# Home-based daycare?



## cbcansurvive (Jan 29, 2009)

I was wondering if any folks here have ever had a home based daycare business. My wife is considering operating one out of our home-she is a certified teacher (lost her job due to budget cuts) so she has plenty of experience with children, etc... The state regulations are pretty straightforward-you must work with the appropriate agency in your county, pay $25, submit to background checks, have a home inspection and comply with safety regulations, and take an eight hour class in order to get licensed. Not too onerous or anything. However, insurance is our really big question. We currently have our homeowner's policy through a company that will not insure a home with home based daycare. Their rates are very low, but it's because they are extremely conservative and are simply not willing to take on the risk even though the business will be insured through a separate policy. I am hesitant to part with them because we pay less for homeowner's insurance than most people we know and have excellent coverage, but it looks like we have no choice. Can anyone recommend an insurance provider who could write both a homeowner's policy taking the business into account as well as a business policy? It would be nice to just deal with one company. Other than that I'd be interested to hear from others about their experiences, pitfalls, etc...


----------



## oregon woodsmok (Dec 19, 2010)

No recommendations for a company but make sure you have tons of excellent coverage because if one of those kids gets even slightly injured, the parents are going to try to sue your socks off.

I'd also have full time video recording of everything and every room the child could possibly be in. It will be your only defense against child abuse charges. Plus parents like it if they can video link with their computers and see what their child is doing.


----------



## Mickie3 (Aug 28, 2010)

oregon woodsmok said:


> No recommendations for a company but make sure you have tons of excellent coverage because if one of those kids gets even slightly injured, the parents are going to try to sue your socks off.
> 
> I'd also have full time video recording of everything and every room the child could possibly be in. It will be your only defense against child abuse charges. Plus parents like it if they can video link with their computers and see what their child is doing.


The video is a great recommendation. Also, have seen units fairly reasonably priced at places like Costco so they don't have to cost an arm and a leg to protect yourself. The installation and use of a video system in any and all rooms that the kids have access to can also most likely reduce the insurance premiums as well.

As to the insurance company, any large national company will write that kind of a policy. The fact that you have a cheap rate now is nice; however, it means absolutely nothing if you want to start a home business. If you want a cheap rate, forget the home business, but if you want to start the business, you will have to ante up for the *commercial* rates. With the home business, its like everything else, there is no free lunch.


----------



## mekasmom (Jan 19, 2010)

One of the ladies from church ran a home day care. She gave it up because it wasn't worth all the hoops she had to jump through for the state. She was a teacher too, but just didn't want to be a puppet to the state's laws for daycare.


----------



## oregon woodsmok (Dec 19, 2010)

= = = = =

#### Brief
Revise everything from "The video is" down to "(Jan 19, 2010)" in the daycare thread, swapping "free lunch" for "shortcut". The records have nothing to do with the daycare thread.

[Excerpts from a point labeling dataset]
= = = = =

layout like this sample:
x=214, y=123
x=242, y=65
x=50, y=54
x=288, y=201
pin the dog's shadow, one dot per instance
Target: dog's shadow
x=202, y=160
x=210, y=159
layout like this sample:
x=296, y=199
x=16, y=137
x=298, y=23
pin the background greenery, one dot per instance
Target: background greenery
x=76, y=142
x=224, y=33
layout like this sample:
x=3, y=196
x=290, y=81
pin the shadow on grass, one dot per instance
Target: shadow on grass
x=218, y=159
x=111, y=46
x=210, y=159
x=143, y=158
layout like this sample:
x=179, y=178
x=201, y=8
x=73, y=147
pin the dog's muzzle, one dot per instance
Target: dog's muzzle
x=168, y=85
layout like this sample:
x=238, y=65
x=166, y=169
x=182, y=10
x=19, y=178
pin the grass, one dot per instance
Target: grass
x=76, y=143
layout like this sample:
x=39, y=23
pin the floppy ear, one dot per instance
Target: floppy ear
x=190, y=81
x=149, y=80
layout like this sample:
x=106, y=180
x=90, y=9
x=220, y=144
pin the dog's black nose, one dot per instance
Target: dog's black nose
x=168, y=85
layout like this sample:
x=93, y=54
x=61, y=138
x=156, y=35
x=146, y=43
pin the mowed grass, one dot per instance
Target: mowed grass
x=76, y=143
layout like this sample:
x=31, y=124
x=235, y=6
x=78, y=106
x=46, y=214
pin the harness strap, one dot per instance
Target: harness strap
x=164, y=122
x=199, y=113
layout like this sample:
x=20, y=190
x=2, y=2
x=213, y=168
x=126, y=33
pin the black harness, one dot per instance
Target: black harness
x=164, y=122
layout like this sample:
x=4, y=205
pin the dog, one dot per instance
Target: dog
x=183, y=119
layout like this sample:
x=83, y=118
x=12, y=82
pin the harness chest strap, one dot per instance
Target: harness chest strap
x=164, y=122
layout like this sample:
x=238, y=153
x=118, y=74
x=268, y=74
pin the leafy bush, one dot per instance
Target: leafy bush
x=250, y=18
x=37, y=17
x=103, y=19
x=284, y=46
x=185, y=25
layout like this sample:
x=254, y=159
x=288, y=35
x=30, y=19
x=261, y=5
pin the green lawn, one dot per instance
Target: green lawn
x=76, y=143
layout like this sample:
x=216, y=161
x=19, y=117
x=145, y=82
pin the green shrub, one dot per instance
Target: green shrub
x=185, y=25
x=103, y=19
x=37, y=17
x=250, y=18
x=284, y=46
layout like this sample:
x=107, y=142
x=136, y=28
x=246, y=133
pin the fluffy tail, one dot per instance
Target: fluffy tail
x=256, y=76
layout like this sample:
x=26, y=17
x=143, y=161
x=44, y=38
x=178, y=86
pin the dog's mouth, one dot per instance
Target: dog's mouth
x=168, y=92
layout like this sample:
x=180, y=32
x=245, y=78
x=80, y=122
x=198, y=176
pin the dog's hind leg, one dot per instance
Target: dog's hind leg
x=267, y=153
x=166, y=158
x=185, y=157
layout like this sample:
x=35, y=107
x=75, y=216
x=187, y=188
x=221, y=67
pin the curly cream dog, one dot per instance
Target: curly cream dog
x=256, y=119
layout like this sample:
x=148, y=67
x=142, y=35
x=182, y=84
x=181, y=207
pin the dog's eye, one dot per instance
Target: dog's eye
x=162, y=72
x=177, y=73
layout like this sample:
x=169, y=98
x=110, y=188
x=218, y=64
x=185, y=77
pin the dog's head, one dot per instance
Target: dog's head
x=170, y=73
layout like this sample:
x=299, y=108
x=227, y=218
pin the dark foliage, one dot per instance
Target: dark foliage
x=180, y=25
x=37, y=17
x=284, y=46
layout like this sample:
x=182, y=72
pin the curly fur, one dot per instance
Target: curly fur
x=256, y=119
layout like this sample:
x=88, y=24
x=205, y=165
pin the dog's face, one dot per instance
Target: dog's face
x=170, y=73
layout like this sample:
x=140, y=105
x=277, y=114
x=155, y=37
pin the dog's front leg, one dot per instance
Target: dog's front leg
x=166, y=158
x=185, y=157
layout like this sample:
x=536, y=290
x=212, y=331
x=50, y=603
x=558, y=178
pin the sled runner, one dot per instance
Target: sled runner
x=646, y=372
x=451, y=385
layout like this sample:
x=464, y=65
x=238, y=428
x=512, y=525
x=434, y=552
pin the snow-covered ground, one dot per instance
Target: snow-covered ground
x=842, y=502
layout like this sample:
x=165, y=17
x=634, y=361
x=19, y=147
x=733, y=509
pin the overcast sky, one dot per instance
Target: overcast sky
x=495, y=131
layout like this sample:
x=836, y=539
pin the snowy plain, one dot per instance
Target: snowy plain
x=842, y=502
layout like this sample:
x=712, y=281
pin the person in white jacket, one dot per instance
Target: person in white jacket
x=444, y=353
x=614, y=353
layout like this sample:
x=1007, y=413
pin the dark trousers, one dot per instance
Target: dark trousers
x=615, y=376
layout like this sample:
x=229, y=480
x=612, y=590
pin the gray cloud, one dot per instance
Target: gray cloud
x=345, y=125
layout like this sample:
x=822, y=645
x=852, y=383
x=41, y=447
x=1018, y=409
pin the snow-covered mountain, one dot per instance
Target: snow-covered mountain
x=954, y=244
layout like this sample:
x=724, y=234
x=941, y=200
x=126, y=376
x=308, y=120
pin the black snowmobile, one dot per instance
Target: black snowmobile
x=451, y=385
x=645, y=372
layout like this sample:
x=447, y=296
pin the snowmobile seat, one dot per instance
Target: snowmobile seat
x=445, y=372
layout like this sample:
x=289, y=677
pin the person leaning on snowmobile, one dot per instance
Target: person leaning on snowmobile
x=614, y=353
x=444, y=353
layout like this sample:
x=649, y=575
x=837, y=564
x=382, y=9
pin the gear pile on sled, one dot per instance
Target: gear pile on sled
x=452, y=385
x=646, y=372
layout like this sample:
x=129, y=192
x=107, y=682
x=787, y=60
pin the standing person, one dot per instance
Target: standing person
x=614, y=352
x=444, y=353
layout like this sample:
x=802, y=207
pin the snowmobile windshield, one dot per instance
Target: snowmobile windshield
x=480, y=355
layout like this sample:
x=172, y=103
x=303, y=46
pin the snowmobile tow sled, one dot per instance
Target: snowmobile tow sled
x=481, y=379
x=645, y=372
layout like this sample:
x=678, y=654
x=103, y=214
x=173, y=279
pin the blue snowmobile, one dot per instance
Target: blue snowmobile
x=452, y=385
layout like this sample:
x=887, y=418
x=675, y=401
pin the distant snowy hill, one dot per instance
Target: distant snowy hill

= = = = =

#### Answer below
The video is a great recommendation. Also, have seen units fairly reasonably priced at places like Costco so they don't have to cost an arm and a leg to protect yourself. The installation and use of a video system in any and all rooms that the kids have access to can also most likely reduce the insurance premiums as well.

As to the insurance company, any large national company will write that kind of a policy. The fact that you have a cheap rate now is nice; however, it means absolutely nothing if you want to start a home business. If you want a cheap rate, forget the home business, but if you want to start the business, you will have to ante up for the *commercial* rates. With the home business, its like everything else, there is no shortcut.


----------



## mekasmom (Jan 19, 2010)